→ EXCERTO DO TEXTO:
---

“Isso é engraçado, mas não é p’ra nós”

Novas ideias sobre a gestão de pessoas vão surgindo quase diariamente e muitas delas são disruptivas o suficiente para gerar espanto, admiração e… resistências.

A resistência a novas ideias tem uma característica interessante que é simultaneamente a sua maior fraqueza, e a sua maior força: as resistências baseiam-se em crenças e não em factos.

É a sua maior fraqueza porque uma boa preparação e argumentação baseada em factos pode ajudar a “desmontar” a resistência.

É também a sua maior força porque uma crença alimenta-se a si própria, na medida em que a realidade é ajustada (ou pior, distorcida) à crença e não o oposto. Deste modo, cria-se uma sensação de reforço e fortalecimento da crença, porque a realidade está a confirmar aquilo que já se tinha (pré-)assumido.

As resistências podem assumir diversas formas. Ao longo dos anos tenho contactado com  pessoas de diferentes contextos profissionais, o que me serviu de base para esta catalogação. Não é científica nem exaustiva, mas é ilustrativa. Acho particularmente interessante as resistências que começam pela expressão “Sim, mas…”

“Sim, mas isso é coisa de empresa grande”

---

→ INSTRUÇÃO A: No excerto sobre a resistência a novas ideias, em que se baseiam as resistências?
O excerto e a listagem não têm qualquer relação entre si.

Registos de uma recolha de dados:
---

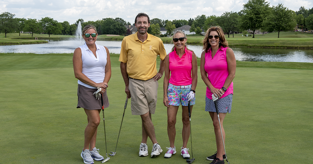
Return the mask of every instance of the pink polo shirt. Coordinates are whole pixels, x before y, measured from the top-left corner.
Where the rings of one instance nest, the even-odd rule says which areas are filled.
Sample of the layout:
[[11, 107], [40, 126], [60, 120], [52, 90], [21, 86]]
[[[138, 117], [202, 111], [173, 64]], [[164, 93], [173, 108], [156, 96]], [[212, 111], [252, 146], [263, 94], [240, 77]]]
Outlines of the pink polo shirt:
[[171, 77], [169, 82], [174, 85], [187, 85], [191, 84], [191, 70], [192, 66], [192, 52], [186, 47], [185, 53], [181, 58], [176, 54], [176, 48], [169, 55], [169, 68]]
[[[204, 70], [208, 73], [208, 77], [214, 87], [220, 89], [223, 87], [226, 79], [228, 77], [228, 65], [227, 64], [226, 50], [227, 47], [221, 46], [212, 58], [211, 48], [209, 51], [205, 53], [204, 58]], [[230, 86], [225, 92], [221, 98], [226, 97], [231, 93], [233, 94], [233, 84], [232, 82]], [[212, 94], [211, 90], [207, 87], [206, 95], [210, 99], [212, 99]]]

---

→ INSTRUÇÃO B: Duplique, sem qualquer alteração, todas as linhas da listagem e omita as imagens na resposta.

→ RESULTADO FINAL A: Baseiam-se em crenças e não em factos.

→ RESULTADO FINAL B:
Return the mask of every instance of the pink polo shirt. Coordinates are whole pixels, x before y, measured from the top-left corner.
Where the rings of one instance nest, the even-odd rule says which areas are filled.
Sample of the layout:
[[11, 107], [40, 126], [60, 120], [52, 90], [21, 86]]
[[[138, 117], [202, 111], [173, 64]], [[164, 93], [173, 108], [156, 96]], [[212, 111], [252, 146], [263, 94], [240, 77]]]
Outlines of the pink polo shirt:
[[171, 77], [169, 82], [174, 85], [187, 85], [191, 84], [191, 70], [192, 66], [192, 52], [186, 47], [185, 53], [181, 58], [176, 54], [176, 48], [169, 55], [169, 68]]
[[[204, 70], [208, 73], [208, 77], [214, 87], [220, 89], [223, 87], [226, 79], [228, 77], [228, 65], [227, 64], [226, 50], [227, 47], [221, 46], [212, 58], [211, 48], [209, 51], [205, 53], [204, 58]], [[230, 86], [225, 92], [221, 98], [226, 97], [231, 93], [233, 94], [233, 84], [232, 82]], [[212, 94], [211, 90], [207, 87], [206, 95], [210, 99], [212, 99]]]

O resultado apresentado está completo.